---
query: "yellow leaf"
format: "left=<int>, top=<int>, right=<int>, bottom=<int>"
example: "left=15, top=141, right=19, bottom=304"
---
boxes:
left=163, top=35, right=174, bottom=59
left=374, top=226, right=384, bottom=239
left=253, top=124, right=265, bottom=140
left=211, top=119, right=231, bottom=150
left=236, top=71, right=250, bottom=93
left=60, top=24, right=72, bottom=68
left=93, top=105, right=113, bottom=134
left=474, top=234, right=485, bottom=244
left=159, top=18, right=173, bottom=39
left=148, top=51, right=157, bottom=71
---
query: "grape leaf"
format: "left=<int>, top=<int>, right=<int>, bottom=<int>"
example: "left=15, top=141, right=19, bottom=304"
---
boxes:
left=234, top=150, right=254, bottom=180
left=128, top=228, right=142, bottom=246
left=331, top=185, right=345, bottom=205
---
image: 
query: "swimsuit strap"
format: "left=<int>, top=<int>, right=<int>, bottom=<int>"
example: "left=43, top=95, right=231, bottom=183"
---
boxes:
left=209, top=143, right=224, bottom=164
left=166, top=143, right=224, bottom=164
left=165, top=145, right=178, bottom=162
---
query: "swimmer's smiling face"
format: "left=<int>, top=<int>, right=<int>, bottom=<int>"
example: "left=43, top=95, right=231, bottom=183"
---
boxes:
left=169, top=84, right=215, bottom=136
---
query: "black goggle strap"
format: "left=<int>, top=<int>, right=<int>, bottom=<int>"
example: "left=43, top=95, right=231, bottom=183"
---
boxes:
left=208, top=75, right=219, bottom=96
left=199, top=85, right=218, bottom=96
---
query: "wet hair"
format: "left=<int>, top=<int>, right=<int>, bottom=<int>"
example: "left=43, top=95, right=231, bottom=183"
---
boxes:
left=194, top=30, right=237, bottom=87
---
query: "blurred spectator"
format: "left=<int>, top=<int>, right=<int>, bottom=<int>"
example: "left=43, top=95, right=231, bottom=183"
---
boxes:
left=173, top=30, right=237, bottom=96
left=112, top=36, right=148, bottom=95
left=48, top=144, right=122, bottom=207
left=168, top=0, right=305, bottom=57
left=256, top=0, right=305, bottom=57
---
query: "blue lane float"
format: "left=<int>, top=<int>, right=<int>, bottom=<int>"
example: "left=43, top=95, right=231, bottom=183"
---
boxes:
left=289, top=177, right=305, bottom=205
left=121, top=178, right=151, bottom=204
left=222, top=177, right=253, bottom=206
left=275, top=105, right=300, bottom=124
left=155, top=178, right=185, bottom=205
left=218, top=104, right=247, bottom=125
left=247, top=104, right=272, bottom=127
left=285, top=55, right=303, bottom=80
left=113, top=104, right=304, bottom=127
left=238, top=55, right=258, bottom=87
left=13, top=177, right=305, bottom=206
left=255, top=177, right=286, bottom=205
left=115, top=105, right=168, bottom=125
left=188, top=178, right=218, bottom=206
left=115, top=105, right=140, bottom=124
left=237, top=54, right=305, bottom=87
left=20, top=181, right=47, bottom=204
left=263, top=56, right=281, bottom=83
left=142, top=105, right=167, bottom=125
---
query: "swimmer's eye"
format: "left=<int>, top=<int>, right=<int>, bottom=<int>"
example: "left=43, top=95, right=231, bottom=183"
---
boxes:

== Exercise details ==
Copy every line of the records above exactly.

== Answer ==
---
query: "yellow leaf"
format: "left=<int>, top=<int>, right=<int>, bottom=<int>"
example: "left=15, top=141, right=19, bottom=304"
---
boxes:
left=163, top=35, right=174, bottom=59
left=374, top=226, right=384, bottom=239
left=253, top=124, right=265, bottom=140
left=211, top=119, right=231, bottom=150
left=236, top=71, right=250, bottom=93
left=60, top=24, right=72, bottom=68
left=93, top=105, right=113, bottom=134
left=474, top=234, right=485, bottom=244
left=159, top=18, right=173, bottom=39
left=148, top=51, right=157, bottom=71
---
query: "grape leaf"
format: "left=<int>, top=<int>, right=<int>, bottom=<int>"
example: "left=15, top=141, right=19, bottom=304"
---
boxes:
left=234, top=150, right=254, bottom=180
left=128, top=228, right=142, bottom=246
left=331, top=185, right=345, bottom=205
---
image: 
query: "swimsuit strap"
format: "left=<int>, top=<int>, right=<int>, bottom=<int>"
example: "left=43, top=95, right=231, bottom=183"
---
boxes:
left=209, top=143, right=224, bottom=164
left=166, top=143, right=224, bottom=164
left=165, top=145, right=178, bottom=162
---
query: "swimmer's smiling face"
format: "left=<int>, top=<int>, right=<int>, bottom=<int>"
example: "left=43, top=95, right=231, bottom=183"
---
boxes:
left=169, top=84, right=215, bottom=136
---
query: "black goggle strap"
format: "left=<int>, top=<int>, right=<int>, bottom=<int>"
example: "left=43, top=95, right=231, bottom=183"
---
boxes:
left=208, top=75, right=219, bottom=96
left=199, top=85, right=218, bottom=96
---
query: "wet hair"
format: "left=<int>, top=<int>, right=<int>, bottom=<int>"
example: "left=43, top=95, right=231, bottom=183"
---
boxes:
left=194, top=30, right=237, bottom=87
---
query: "blurred spectator"
format: "left=<int>, top=<int>, right=<int>, bottom=<int>"
example: "left=43, top=95, right=231, bottom=183"
---
boxes:
left=173, top=30, right=237, bottom=96
left=112, top=36, right=148, bottom=95
left=48, top=144, right=122, bottom=207
left=168, top=0, right=305, bottom=57
left=256, top=0, right=305, bottom=57
---
query: "blue lane float"
format: "left=<int>, top=<int>, right=<int>, bottom=<int>"
example: "left=43, top=95, right=231, bottom=183"
---
boxes:
left=289, top=177, right=305, bottom=205
left=121, top=178, right=151, bottom=204
left=222, top=177, right=253, bottom=206
left=275, top=105, right=300, bottom=124
left=155, top=178, right=185, bottom=205
left=218, top=104, right=247, bottom=125
left=247, top=104, right=272, bottom=127
left=285, top=55, right=303, bottom=80
left=113, top=104, right=304, bottom=127
left=238, top=55, right=258, bottom=87
left=13, top=177, right=305, bottom=206
left=255, top=177, right=286, bottom=205
left=115, top=105, right=168, bottom=125
left=188, top=178, right=218, bottom=206
left=115, top=105, right=140, bottom=124
left=237, top=54, right=305, bottom=87
left=20, top=181, right=47, bottom=204
left=263, top=56, right=281, bottom=83
left=142, top=105, right=167, bottom=125
---
query: "swimmer's eye"
format: "left=<int>, top=<int>, right=<int>, bottom=<int>"
example: "left=43, top=95, right=231, bottom=183"
---
boxes:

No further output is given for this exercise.